Re: [RFC PATCH v2] hostfs: handle idmapped mounts

From: Christian Brauner
Date: Sat Mar 04 2023 - 07:01:32 EST


On Sat, Mar 04, 2023 at 12:28:46AM -0600, Glenn Washburn wrote:
> On Thu, 2 Mar 2023 09:39:28 +0100
> Christian Brauner <brauner@xxxxxxxxxx> wrote:
>
> > On Tue, Feb 28, 2023 at 07:50:02PM -0600, Glenn Washburn wrote:
> > > Let hostfs handle idmapped mounts. This allows to have the same
> > > hostfs mount appear in multiple locations with different id
> > > mappings.
> > >
> > > root@(none):/media# id
> > > uid=0(root) gid=0(root) groups=0(root)
> > > root@(none):/media# mkdir mnt idmapped
> > > root@(none):/media# mount -thostfs -o/home/user hostfs mnt
> > >
> > > root@(none):/media# touch mnt/aaa
> > > root@(none):/media# mount-idmapped --map-mount u:`id -u user`:0:1
> > > --map-mount g:`id -g user`:0:1 /media/mnt /media/idmapped
> > > root@(none):/media# ls -l mnt/aaa idmapped/aaa -rw-r--r-- 1 root
> > > root 0 Jan 28 01:23 idmapped/aaa -rw-r--r-- 1 user user 0 Jan 28
> > > 01:23 mnt/aaa
> > >
> > > root@(none):/media# touch idmapped/bbb
> > > root@(none):/media# ls -l mnt/bbb idmapped/bbb
> > > -rw-r--r-- 1 root root 0 Jan 28 01:26 idmapped/bbb
> > > -rw-r--r-- 1 user user 0 Jan 28 01:26 mnt/bbb
> > >
> > > Signed-off-by: Glenn Washburn <development@xxxxxxxxxxxxxxx>
> > > ---
> > > Changes from v1:
> > > * Rebase on to tip. The above commands work and have the results
> > > expected. The __vfsuid_val(make_vfsuid(...)) seems ugly to get the
> > > uid_t, but it seemed like the best one I've come across. Is there a
> > > better way?

========

### Problem requirements
Continue the hostfs idmapped-mounts thread from the point where it stops. The entries after this thread are separate material.

### Entries supplied
========

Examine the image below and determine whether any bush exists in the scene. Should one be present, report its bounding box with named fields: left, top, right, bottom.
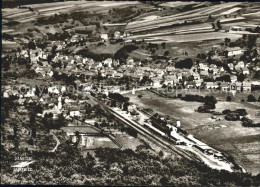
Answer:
left=234, top=109, right=247, bottom=116
left=205, top=96, right=217, bottom=109
left=175, top=58, right=193, bottom=69
left=181, top=94, right=205, bottom=102
left=225, top=112, right=240, bottom=121
left=198, top=105, right=210, bottom=113
left=226, top=96, right=232, bottom=101
left=222, top=109, right=231, bottom=115
left=241, top=117, right=253, bottom=127
left=247, top=94, right=256, bottom=102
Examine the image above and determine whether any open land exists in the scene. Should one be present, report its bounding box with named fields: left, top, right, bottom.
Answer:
left=124, top=91, right=260, bottom=174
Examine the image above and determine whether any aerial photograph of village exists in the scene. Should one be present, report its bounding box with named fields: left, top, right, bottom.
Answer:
left=0, top=0, right=260, bottom=187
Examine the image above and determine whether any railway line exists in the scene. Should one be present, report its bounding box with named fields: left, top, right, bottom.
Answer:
left=89, top=96, right=201, bottom=162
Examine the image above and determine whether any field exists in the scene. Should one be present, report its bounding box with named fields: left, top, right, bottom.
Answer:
left=124, top=91, right=260, bottom=174
left=2, top=1, right=139, bottom=22
left=125, top=1, right=259, bottom=43
left=125, top=31, right=242, bottom=43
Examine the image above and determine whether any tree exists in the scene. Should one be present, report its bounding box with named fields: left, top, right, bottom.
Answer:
left=216, top=20, right=222, bottom=29
left=160, top=176, right=169, bottom=186
left=226, top=96, right=231, bottom=101
left=27, top=41, right=36, bottom=49
left=161, top=42, right=166, bottom=49
left=175, top=58, right=193, bottom=69
left=247, top=94, right=256, bottom=102
left=205, top=96, right=217, bottom=109
left=164, top=51, right=169, bottom=56
left=237, top=73, right=246, bottom=82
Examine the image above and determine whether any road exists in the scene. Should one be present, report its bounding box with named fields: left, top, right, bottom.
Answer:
left=89, top=95, right=201, bottom=161
left=87, top=93, right=242, bottom=172
left=50, top=133, right=60, bottom=153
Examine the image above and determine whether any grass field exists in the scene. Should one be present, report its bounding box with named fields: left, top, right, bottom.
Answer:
left=127, top=91, right=260, bottom=174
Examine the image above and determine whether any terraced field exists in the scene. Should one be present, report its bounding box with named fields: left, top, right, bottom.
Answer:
left=2, top=1, right=140, bottom=22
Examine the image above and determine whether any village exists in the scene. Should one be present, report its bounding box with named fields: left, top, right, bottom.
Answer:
left=1, top=3, right=260, bottom=186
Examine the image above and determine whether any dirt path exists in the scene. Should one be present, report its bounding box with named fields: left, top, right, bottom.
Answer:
left=50, top=133, right=60, bottom=153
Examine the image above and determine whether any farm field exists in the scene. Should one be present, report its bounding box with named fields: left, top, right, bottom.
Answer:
left=127, top=31, right=242, bottom=43
left=2, top=1, right=140, bottom=22
left=123, top=91, right=260, bottom=174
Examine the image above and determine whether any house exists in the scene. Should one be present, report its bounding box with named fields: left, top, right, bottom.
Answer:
left=234, top=82, right=242, bottom=92
left=106, top=69, right=117, bottom=78
left=221, top=82, right=230, bottom=92
left=237, top=61, right=245, bottom=68
left=100, top=34, right=108, bottom=42
left=230, top=75, right=237, bottom=83
left=69, top=107, right=80, bottom=117
left=114, top=73, right=124, bottom=79
left=114, top=31, right=120, bottom=39
left=151, top=77, right=162, bottom=88
left=177, top=73, right=182, bottom=80
left=186, top=81, right=197, bottom=89
left=226, top=47, right=245, bottom=57
left=206, top=82, right=219, bottom=89
left=199, top=63, right=209, bottom=72
left=228, top=63, right=234, bottom=70
left=242, top=67, right=250, bottom=75
left=154, top=69, right=164, bottom=77
left=103, top=58, right=113, bottom=67
left=192, top=73, right=200, bottom=80
left=166, top=66, right=175, bottom=73
left=242, top=82, right=252, bottom=92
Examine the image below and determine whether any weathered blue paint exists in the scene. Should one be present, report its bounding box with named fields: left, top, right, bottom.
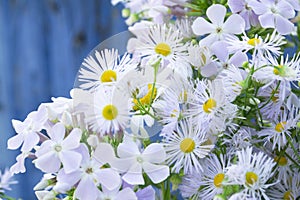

========

### Final answer
> >
> > Sure, I can help you with that. ;)
>
> Thank you!
>
> > >
> > > Glenn
> > > ---
> > > fs/hostfs/hostfs_kern.c | 13 +++++++------
> > > 1 file changed, 7 insertions(+), 6 deletions(-)
> > >
> > > diff --git a/fs/hostfs/hostfs_kern.c b/fs/hostfs/hostfs_kern.c
> > > index c18bb50c31b6..9459da99a0db 100644
> > > --- a/fs/hostfs/hostfs_kern.c
> > > +++ b/fs/hostfs/hostfs_kern.c
> > > @@ -786,7 +786,7 @@ static int hostfs_permission(struct mnt_idmap
> > > *idmap, err = access_file(name, r, w, x);
> > > __putname(name);
> > > if (!err)
> > > - err = generic_permission(&nop_mnt_idmap, ino,
> > > desired);
> > > + err = generic_permission(idmap, ino, desired);
> > > return err;
> > > }
> > >
> > > @@ -794,13 +794,14 @@ static int hostfs_setattr(struct mnt_idmap
> > > *idmap, struct dentry *dentry, struct iattr *attr)
> > > {
> > > struct inode *inode = d_inode(dentry);
> > > + struct user_namespace *fs_userns = i_user_ns(inode);
> >
> > Fyi, since hostfs can't be mounted in a user namespace
> > fs_userns == &init_user_ns
> > so it doesn't really matter what you use.
>
> What would you suggest as preferable?

I would leave init_user_ns hardcoded as it clearly indicates that hostfs
can only be mounted in the initial user namespace. Plus, the patch is
smaller.

>
> > > struct hostfs_iattr attrs;
> > > char *name;
> > > int err;
> > >
> > > int fd = HOSTFS_I(inode)->fd;
> > >
> > > - err = setattr_prepare(&nop_mnt_idmap, dentry, attr);
> > > + err = setattr_prepare(idmap, dentry, attr);
> > > if (err)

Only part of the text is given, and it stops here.